10.17 模拟赛

T1

直接看题解吧，懒得写了，和前天T2的思路差不多

cpp

#include<iostream>
#include<cstring>
#include<algorithm>
#include<cstdio>
#include<vector>
#include<queue>
#include<stack>
#include<bitset>
#include<set>
using namespace std;
//#define int long long
typedef long long ll;
#define MAXN 200006 
#define MAXM 450
#define pb push_back
#define pii pair<int,int>
#define fi first
#define se second
#define mp make_pair
#define inf 0x3f3f3f3f
#define cmx( a , b ) a = max( a , b )
#define cmn( a , b ) a = min( a , b )
#define upd( a , b ) ( a = ( a + b ) % P )
#define P 998244353
void read( signed& x ) {
	scanf("%d",&x);
}
void read( ll& x ) {
	scanf("%lld",&x);
}
int n , m , x0;
int rd(  ) {
	return ( x0 = ( ( 1ll * 100000005 * x0 + 20150609 ) % P ) )/ 100;
}
int mx[MAXN << 2] , mn[MAXN << 2] , rev[MAXN << 2];
inline void poi( int rt ) {
	mx[rt] = max( mx[rt << 1] , mx[rt << 1 | 1] ) , mn[rt] = min( mn[rt << 1] , mn[rt << 1 | 1] );
}
#define swap( a , b ) a=a^b,b=a^b,a=a^b
#define di( a ) ( a = ( 100000 - a ) )
inline void rever( int rt ) {
	swap( mx[rt] , mn[rt] ) , di( mx[rt] ) , di( mn[rt] ) , rev[rt] ^= 1;
}
inline void pd( int rt ) {
	if( rev[rt] )

### 所给数据
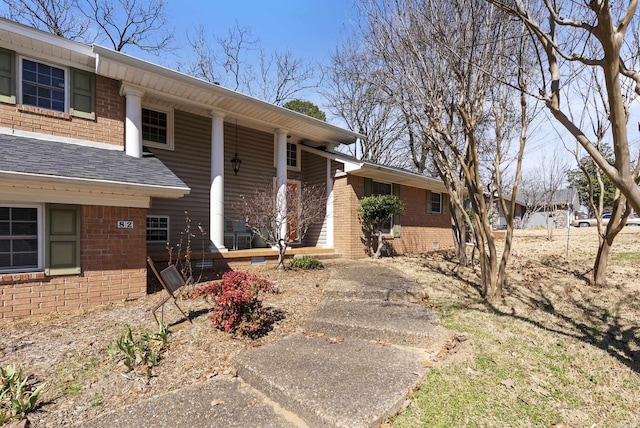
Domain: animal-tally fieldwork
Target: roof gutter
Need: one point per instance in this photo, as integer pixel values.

### 任务要求
在这段关于10.17模拟赛的文本中，作者为什么没有亲自写出T1的解题思路？请用一到三句话说明。 上面的列表与这段文本没有关联。

### 参考解答
作者说自己懒得写了，让读者直接看题解。作者还提到，这道题和前天T2的思路差不多。